TASK TO COMPLETE -
Decide whether each statement below agrees with the EXAFS forum reply. Answer yes or no for each, quoting the deciding words of the reply.
1. The reply recommends raising Rbkg to 2.5 to remove the low r peak.
2. The poster sees the first shell peak at 1.5A with an amplitude of 1.
3. The reply says kmin should usually be set large.
START TEXT BLOCK
Hi Gabi,
I need some more information to address your concerns. See below:
> I have a question regarding noisy EXAFS, since I
> analyze biological zinc samples. I have seen Bruce's
> data and it is quiet as a sleeping snail all the way
> till chi(k)=16, however I have a completely different
> situation since I encounter noise at high chi(k) and I
> need an advice from whoever can supply it.
> As I use AUTOBK with emax set to maximum I observe
> chi(k) which is quiet at 0-9, and at 9-12 I obsrerve
> clearly the oscillations but with the addition of
> small spikes resulting from noise. At chi (R ) I see
> the first shell peak at 1.5A with amplitude of 1.
> Adjacent to this peak I observe a small peak at 1A
> with 0.5 amplitude.
What is emax? Do you mean that you set Ezero to the maximum of the
first derivative of the xmu data? What does the background function
look like? Does it have a large spike right at the beginning? If so
adjusting Ezero can help reduce that. Usually kmin should be small like
zero. The exception being if you have a large white line (peak at the
top of the absorption step). Then you want to increase kmin to help the
bkg go over the white line
>As I change Rbkg and Knin I cannot
> get rid of the small peak; the left region of the
> small peak is situated between 0.5 to 1A at chi(R ),
If you increase Rbkg to 2.5 you must be able to get rid of the low r
peak. Although I don't recommend that you do that, for real. Try it,
just for fun and see. Often the low r peaks really don't matter. To
get rid of them, the most robust method is to fit the first shell peak
with a theory then pull the fit back into Athena and remove the
background with the fit as a "standard". --see below for a recipe.
> and my attempts to keep this region "clean" failed.
> However, if I lower emax to 400, corresponding to
> approx. 10 at chi(K), and Fourier-transform the region
> between 2 to 9 (the quiet region), the small peak
> disappears and the region at Chi (R ) between 0 to 1A
> is "clean", but since I utilize less information the
> peaks at chi (R ) have lower resolution.
> My questions are:
> 1. What is the source of the small peak ?
END TEXT BLOCK
START STUDY MATERIAL
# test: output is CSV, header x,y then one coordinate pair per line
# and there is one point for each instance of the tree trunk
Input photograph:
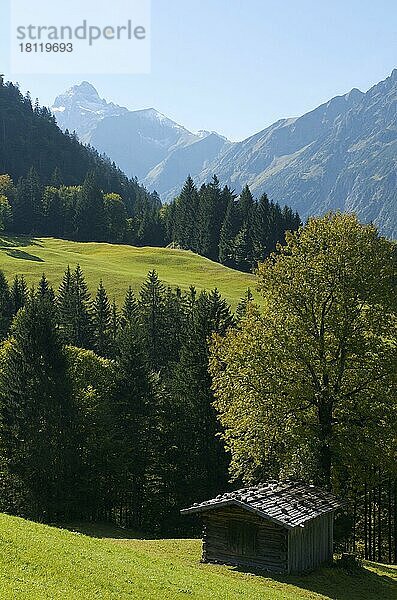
x,y
325,435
END STUDY MATERIAL
RESPONSE FOR THIS EXERCISE -
1. No: "Although I don't recommend that you do that, for real."
2. Yes: "the first shell peak at 1.5A with amplitude of 1."
3. No: "Usually kmin should be small like zero."